WHAT YOU NEED TO DO:
Starting at the line that contains "Mark the shadow", print each line exactly through the end of the listing. Skip any pictures and add nothing.

STORED DATA:
-=-=-=-=-

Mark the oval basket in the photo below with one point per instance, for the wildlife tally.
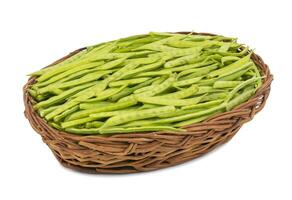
(138, 152)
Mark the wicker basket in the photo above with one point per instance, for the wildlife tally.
(137, 152)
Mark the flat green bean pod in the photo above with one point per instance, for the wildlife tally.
(145, 83)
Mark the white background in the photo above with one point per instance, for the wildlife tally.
(255, 164)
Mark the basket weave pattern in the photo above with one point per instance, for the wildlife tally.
(136, 152)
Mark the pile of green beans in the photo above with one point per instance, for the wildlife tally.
(144, 83)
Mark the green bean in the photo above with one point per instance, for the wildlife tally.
(83, 131)
(224, 47)
(144, 89)
(136, 115)
(214, 96)
(142, 61)
(143, 122)
(176, 53)
(160, 79)
(112, 64)
(234, 76)
(61, 116)
(71, 121)
(178, 112)
(187, 82)
(90, 105)
(191, 66)
(140, 129)
(168, 101)
(241, 53)
(191, 115)
(239, 99)
(155, 90)
(128, 91)
(62, 96)
(144, 83)
(160, 42)
(193, 89)
(230, 67)
(55, 71)
(157, 73)
(134, 81)
(116, 106)
(226, 84)
(196, 72)
(182, 60)
(106, 94)
(85, 79)
(226, 59)
(240, 86)
(147, 106)
(86, 94)
(203, 105)
(120, 73)
(46, 111)
(119, 56)
(144, 68)
(64, 62)
(94, 124)
(69, 72)
(195, 120)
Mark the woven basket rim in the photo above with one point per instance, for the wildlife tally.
(264, 70)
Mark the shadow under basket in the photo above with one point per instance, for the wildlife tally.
(139, 152)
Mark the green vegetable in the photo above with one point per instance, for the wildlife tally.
(145, 83)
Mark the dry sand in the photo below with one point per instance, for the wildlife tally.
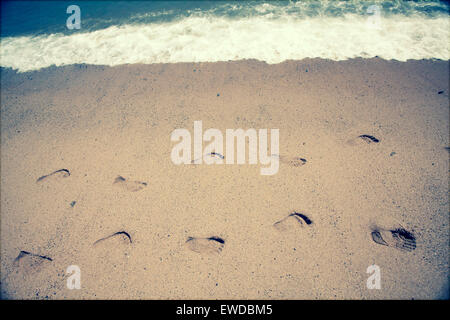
(102, 122)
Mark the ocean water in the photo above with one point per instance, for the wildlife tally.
(34, 35)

-=-=-=-=-

SOLUTION BELOW:
Mark the shadow under basket in the photo above with one point per instance, for the wildlife tally.
(139, 152)
Mark the green vegetable in the photo above with one point per instance, for the wildlife tally.
(145, 83)
Mark the dry sand in the photo below with one point per instance, for the wildlife tally.
(102, 122)
Mark the ocean water in the photo above with one point per instance, for the wildlife tally.
(34, 35)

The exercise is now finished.